WHAT TO WORK ON: Print every row below word for word, but leave out the pictures.

PROVIDED RECORDS:
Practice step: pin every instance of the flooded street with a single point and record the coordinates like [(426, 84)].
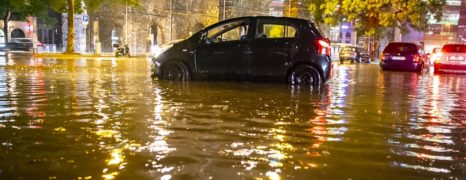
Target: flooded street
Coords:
[(108, 119)]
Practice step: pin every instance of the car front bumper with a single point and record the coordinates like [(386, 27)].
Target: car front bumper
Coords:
[(405, 66), (455, 68)]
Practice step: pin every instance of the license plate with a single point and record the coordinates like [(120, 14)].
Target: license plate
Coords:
[(398, 58)]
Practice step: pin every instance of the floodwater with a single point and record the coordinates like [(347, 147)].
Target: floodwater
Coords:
[(107, 119)]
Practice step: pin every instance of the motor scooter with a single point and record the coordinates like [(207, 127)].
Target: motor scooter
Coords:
[(121, 51)]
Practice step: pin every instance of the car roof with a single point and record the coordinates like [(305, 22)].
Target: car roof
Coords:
[(266, 17), (258, 17)]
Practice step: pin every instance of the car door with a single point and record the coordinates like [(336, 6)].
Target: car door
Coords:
[(223, 50), (273, 48)]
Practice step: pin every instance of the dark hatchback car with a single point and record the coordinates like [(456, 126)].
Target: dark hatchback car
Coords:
[(21, 44), (250, 48), (354, 54), (402, 56)]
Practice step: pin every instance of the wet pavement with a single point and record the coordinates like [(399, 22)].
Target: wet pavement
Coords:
[(107, 119)]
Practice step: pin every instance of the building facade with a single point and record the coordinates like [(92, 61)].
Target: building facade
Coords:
[(445, 31)]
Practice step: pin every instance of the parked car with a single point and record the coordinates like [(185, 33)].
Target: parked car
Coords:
[(434, 55), (2, 49), (21, 44), (250, 48), (452, 59), (354, 53), (403, 56)]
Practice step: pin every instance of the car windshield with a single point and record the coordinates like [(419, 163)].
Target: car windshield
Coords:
[(400, 48), (22, 40), (454, 48)]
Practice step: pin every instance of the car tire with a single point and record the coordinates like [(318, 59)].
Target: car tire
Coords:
[(304, 75), (419, 70), (175, 71)]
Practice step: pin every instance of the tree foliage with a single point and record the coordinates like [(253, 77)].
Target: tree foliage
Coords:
[(371, 17)]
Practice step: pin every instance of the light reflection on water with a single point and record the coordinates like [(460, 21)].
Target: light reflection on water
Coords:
[(107, 119)]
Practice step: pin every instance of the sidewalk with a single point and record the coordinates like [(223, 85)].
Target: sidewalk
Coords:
[(85, 55)]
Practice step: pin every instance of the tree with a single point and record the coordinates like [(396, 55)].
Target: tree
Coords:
[(20, 8), (376, 17), (371, 18), (72, 6)]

COMPLETED EXERCISE:
Practice step: pin every instance of the flooded street with a single point and record the coordinates like [(426, 84)].
Target: flooded street
Coords:
[(108, 119)]
Practice step: pin every instance of the car front bumper with a single point and record the coordinates like [(386, 27)].
Target: car front bumper
Coords:
[(405, 66), (455, 68)]
Practice step: pin every instance of the license plate with a single point and record the coordinates like [(120, 14)].
Target: license plate
Coords:
[(398, 58)]
Practice step: pin every instance of the floodwater with a single point and record the coordinates like [(347, 147)].
Target: floodwater
Coords:
[(107, 119)]
Practice step: pin every instance of the motor scooter with a single point and record the coordinates like [(207, 127)].
Target: motor scooter
Coords:
[(121, 51)]
Practice step: pin every instance of the car roof with a single point and record the coordinates like [(305, 22)].
Target: car roof
Coords:
[(266, 17), (258, 17)]
Practice step: pin every instance of the car door with a single point and record the coordinates like [(336, 6)].
Target: car door
Coords:
[(223, 50), (273, 48)]
Practice step: pin every instance of the dark hatchback car with a single point and record the coordinates like [(456, 126)].
Target: dark hatchback car
Coords:
[(21, 44), (250, 48), (354, 54), (402, 56)]
Practice step: pin every instance of the wet pavement with a single point and record the coordinates like [(399, 22)].
Target: wet pavement
Coords:
[(107, 119)]
Practice step: pin every instance of the building facade with a single point and record the coordinates like [(92, 61)].
Target: building facade
Coords:
[(445, 31)]
Practice step: pin every instance of the parked car with a single point and record the coordinates like [(185, 33)].
Target: parked car
Coords:
[(434, 55), (2, 49), (21, 44), (250, 48), (452, 59), (354, 53), (403, 56)]
Practice step: pin every instance of the car windshield with a single point and record the coordinates like [(419, 163)].
Target: car windshield
Coords:
[(400, 48), (22, 40), (454, 48)]
Practice step: pin every instance of the car tire with a single point and record the coordinates like [(318, 59)].
Target: car tire
Coords:
[(304, 75), (419, 70), (175, 71)]
Practice step: pin every instance of the tree foliage with a single point and record the coordinates like [(253, 77)].
Target: tree foliage
Coords:
[(371, 17)]
Practice step: pin every instance of the light reflection on water with a single point and record the coordinates like [(460, 21)].
Target: light reflection on water
Coords:
[(107, 119)]
Practice step: pin every instance of the sidewalk with a single point and record the coordinates like [(223, 85)].
Target: sidewalk
Coords:
[(85, 55)]
Practice step: pin every instance of the tree with a single point and record the coordinates like [(396, 55)].
Target: tree
Coords:
[(20, 8), (376, 17), (371, 18), (72, 6)]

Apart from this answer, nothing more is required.